Le soir du 28 juin, dans le quartier multiculturel du Blosne, à Rennes, des collégiens ont fait la restitution de leur semaine de travail avec le collectif d’artistes Sitala, présent au Burkina Faso et en France. Un moment de fête et de mélange, durant lequel les jeunes ont pu exprimer leur ras-le-bol du racisme.
Un couple de parents, blancs et un peu chics, imitent avec soin les gestes du danseur burkinabé. Dans leurs pattes, des bambins de toutes couleurs s’appliquent eux aussi à suivre la chorégraphie. Des ados ont oublié d’être blasés et sautillent pleins d’enthousiasme. Des profs se trémoussent au rythme des percussions. Une maman vêtue d’une robe et de son voile assorti, d’un vert aussi vif que les feuillages après la pluie, chaloupe gracieusement. La petite foule d’enfants, de parents, d’enseignants et d’habitants qui passaient là par hasard, a repris en chœur derrière le chanteur : « Que tu sois marocain, sitala. Que tu sois italien, sitala. Que tu sois africain, sitala. Que tu sois européen, sitala. Que tu sois chinois, sitala »… etc. « Sitala, c’est « Nous sommes un » en bambara, explique Harouna, le chanteur du groupe. Nous sommes un, quelle que soit la couleur. Je suis vraiment ému, même les parents ont compris le message. C’est comme ça que le monde doit exister. »

Consignes de l'exercice:
- 1) Répondez aux questions suivantes d'après le texte sur la fête du Blosne :
(a) À quelle date a eu lieu la restitution des collégiens ?
(b) Dans quels pays le collectif Sitala est-il présent ?
(c) Que signifie « sitala » en bambara, selon Harouna ?
- 2) D'après le texte sur la fête du Blosne, pourquoi Harouna se dit-il ému ? Répondez en une à trois phrases.
- 3) Poursuivez le texte sur la fête du Blosne à partir de la dernière phrase présentée.

Extrait des données:
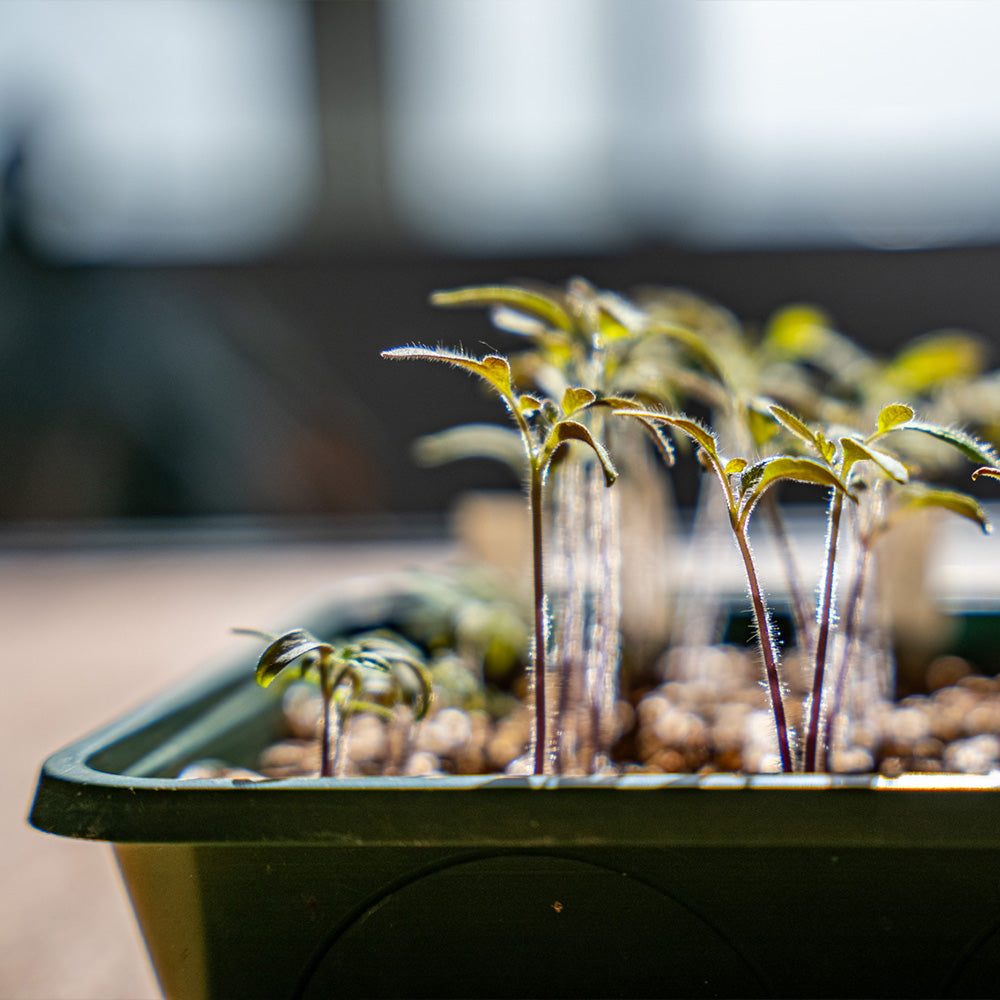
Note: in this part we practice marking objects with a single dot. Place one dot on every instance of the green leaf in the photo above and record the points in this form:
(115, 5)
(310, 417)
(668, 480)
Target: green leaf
(576, 399)
(764, 474)
(288, 650)
(958, 503)
(760, 421)
(493, 368)
(521, 299)
(701, 435)
(800, 331)
(827, 449)
(790, 422)
(970, 446)
(570, 430)
(892, 416)
(693, 343)
(858, 451)
(935, 358)
(658, 435)
(503, 444)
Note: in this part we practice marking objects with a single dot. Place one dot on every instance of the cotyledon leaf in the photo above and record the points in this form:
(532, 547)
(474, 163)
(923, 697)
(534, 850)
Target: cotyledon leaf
(493, 368)
(969, 445)
(892, 416)
(857, 451)
(792, 423)
(701, 435)
(953, 500)
(570, 430)
(286, 651)
(575, 398)
(764, 474)
(522, 299)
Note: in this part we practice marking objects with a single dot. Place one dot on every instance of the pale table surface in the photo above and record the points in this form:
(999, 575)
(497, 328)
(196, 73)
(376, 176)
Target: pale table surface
(74, 619)
(89, 632)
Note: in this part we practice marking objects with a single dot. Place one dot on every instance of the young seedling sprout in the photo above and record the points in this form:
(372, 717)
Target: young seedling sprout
(343, 673)
(843, 458)
(545, 429)
(743, 485)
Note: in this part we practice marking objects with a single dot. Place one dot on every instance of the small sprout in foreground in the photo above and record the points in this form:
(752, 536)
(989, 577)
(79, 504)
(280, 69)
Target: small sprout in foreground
(546, 429)
(346, 672)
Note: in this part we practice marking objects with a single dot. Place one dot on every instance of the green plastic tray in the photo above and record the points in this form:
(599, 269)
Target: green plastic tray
(511, 887)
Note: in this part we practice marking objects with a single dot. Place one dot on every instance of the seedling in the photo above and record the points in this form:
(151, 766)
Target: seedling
(743, 485)
(545, 429)
(343, 671)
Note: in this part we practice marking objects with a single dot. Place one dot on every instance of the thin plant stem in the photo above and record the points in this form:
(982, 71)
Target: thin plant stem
(851, 629)
(784, 546)
(325, 755)
(535, 502)
(341, 721)
(823, 631)
(767, 649)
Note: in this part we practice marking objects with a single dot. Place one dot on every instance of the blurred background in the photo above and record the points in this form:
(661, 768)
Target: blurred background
(216, 214)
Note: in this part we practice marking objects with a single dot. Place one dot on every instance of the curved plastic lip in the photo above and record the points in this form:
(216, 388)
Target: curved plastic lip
(86, 790)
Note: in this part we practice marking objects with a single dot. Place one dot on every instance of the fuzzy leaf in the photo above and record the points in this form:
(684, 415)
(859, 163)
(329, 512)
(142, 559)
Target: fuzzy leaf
(827, 449)
(760, 421)
(503, 444)
(958, 503)
(790, 422)
(576, 399)
(285, 651)
(693, 343)
(857, 451)
(970, 446)
(892, 416)
(764, 474)
(493, 368)
(800, 331)
(935, 358)
(570, 430)
(511, 296)
(658, 435)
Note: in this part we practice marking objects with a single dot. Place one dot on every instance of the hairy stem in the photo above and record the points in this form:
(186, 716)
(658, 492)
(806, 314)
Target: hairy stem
(535, 502)
(767, 649)
(851, 629)
(783, 543)
(325, 756)
(823, 631)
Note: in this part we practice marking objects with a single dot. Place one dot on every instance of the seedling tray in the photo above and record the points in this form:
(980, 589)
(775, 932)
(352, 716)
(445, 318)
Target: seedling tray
(505, 887)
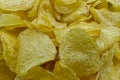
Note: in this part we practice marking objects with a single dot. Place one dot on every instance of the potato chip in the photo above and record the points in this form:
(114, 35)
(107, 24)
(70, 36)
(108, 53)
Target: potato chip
(108, 36)
(79, 13)
(10, 21)
(115, 5)
(64, 72)
(38, 73)
(89, 1)
(100, 4)
(46, 16)
(16, 5)
(18, 78)
(1, 46)
(34, 11)
(79, 52)
(9, 49)
(1, 57)
(66, 6)
(117, 50)
(93, 29)
(5, 73)
(106, 17)
(35, 48)
(107, 70)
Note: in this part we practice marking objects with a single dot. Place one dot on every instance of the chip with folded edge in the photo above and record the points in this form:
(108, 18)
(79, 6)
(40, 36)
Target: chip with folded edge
(35, 48)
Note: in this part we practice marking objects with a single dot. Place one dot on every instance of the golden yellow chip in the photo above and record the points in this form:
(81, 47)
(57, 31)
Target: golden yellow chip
(46, 16)
(79, 52)
(64, 72)
(93, 29)
(107, 70)
(108, 37)
(9, 49)
(11, 21)
(16, 5)
(38, 73)
(35, 48)
(5, 73)
(66, 6)
(114, 5)
(106, 17)
(79, 13)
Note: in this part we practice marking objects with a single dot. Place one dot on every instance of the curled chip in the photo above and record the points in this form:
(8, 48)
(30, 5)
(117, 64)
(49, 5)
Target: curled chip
(79, 13)
(79, 52)
(38, 73)
(66, 6)
(47, 16)
(9, 49)
(108, 37)
(35, 48)
(93, 29)
(5, 73)
(64, 72)
(115, 5)
(10, 21)
(16, 5)
(107, 70)
(106, 17)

Réponses attendues:
- 1)
(a) Le soir du 28 juin.
(b) Au Burkina Faso et en France.
(c) « Nous sommes un ».

- 2) Harouna se dit ému parce que même les parents ont compris le message du chant : nous sommes un, quelle que soit la couleur.

- 3)
Talents révélés
Nous sommes à Rennes, dans le forum extérieur du centre culturel le Triangle, au sud de la ville, dans le quartier du Blosne qui réunit de multiples origines. C’est vendredi soir, avant-veille d’élections législatives. Alors que les rues bruissent de rumeurs se demandant à quelle sauce le pays sera mangé, il y a du réconfort dans cette explosion de chaleur humaine.
Les 4e du collège La Binquenais ont travaillé toute la semaine avec les artistes de l’association Sitala. Après des ateliers de découverte, ils ont choisi entre djumbé, doum-doum (percussions qui se jouent avec des baguettes), danse et théâtre-forum, et répété pour le spectacle de ce soir. Vendredi matin, le collège résonnait du son des percussions africaines, tout comme le Polyblosne, lieu associatif où s’entraînaient les danseurs. Voyant se mélanger les élèves des différentes classes de 4e, les enseignantes se réjouissaient de voir qu’au bout d’une semaine vécue en commun, les jeunes de Segpa n’étaient plus mis à l’écart. La semaine artistique a aussi permis de révéler des talents comme celui de Rama*, jeune fille sourde et appareillée, très à l’aise et souriante au premier rang des danseurs.
Théâtre forum
Le spectacle a commencé par une séance de théâtre-forum. Pour choisir le thème, les élèves ont puisé dans leur propre expérience. « On va vous présenter une scène qui s’est passée dans le réel », explique Mohammed. Dans le métro, une femme blanche ordonne à un garçon noir de lui céder sa place, en le traitant de singe. Les passagers regardent ailleurs, ou tentent vainement d’intervenir.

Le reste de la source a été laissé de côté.